Start Provided records
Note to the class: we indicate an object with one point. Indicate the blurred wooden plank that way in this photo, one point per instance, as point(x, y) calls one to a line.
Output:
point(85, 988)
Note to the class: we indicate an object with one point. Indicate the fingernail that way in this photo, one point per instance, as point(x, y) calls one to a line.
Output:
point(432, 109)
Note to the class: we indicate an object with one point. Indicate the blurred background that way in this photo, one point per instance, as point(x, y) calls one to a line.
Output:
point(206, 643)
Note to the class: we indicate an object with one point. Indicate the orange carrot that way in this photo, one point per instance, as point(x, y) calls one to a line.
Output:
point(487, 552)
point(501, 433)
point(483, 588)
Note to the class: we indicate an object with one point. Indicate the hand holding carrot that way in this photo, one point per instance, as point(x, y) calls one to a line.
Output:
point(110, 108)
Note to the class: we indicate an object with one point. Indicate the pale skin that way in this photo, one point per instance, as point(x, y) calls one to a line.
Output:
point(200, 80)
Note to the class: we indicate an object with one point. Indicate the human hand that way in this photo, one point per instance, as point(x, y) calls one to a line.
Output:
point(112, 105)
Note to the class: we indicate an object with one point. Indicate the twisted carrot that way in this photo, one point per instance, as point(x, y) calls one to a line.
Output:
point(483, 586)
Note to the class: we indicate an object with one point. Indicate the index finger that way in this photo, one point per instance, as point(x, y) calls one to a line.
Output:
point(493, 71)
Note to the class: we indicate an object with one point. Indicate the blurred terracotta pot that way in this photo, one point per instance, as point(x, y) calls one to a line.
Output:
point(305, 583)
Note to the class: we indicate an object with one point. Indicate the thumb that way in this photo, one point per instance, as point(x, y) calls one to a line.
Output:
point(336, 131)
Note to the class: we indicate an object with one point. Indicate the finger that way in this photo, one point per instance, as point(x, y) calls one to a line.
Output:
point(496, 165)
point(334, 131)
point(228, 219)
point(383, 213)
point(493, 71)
End Provided records
Job
Retype nothing except the lines from the line holding "Indicate the human" through the last line of the entries, both included.

Written answer
Note to the class: we indicate an object with one point. Indicate the human hand that way in this photo, one point per instance, as point(x, y) calls one to a line.
Output:
point(112, 105)
Note to the class: we indicate an object with one point. Indicate the twisted carrot that way in this photo, one point per instance, as point(x, y) calls one to a line.
Output:
point(483, 586)
Note to the class: we indicate an object with one point. Indicate the index finger that way in this photo, one point per instance, as point(x, y) calls one to a line.
Output:
point(493, 71)
Note to the class: we indicate an object with one point. Indicate the blurred terracotta pot that way in this photo, one point per instance, as point(x, y) calls one to a line.
Output:
point(305, 583)
Note to the class: we indicate an object with one point. Indicate the thumb that way in this photo, one point per instance, as point(x, y) calls one to a line.
Output:
point(336, 131)
Note to the class: we indicate an object with one point. Indicate the finger that way in this photo, one point per instance, as point(x, y) calls one to a line.
Output:
point(496, 165)
point(334, 131)
point(228, 219)
point(383, 213)
point(493, 71)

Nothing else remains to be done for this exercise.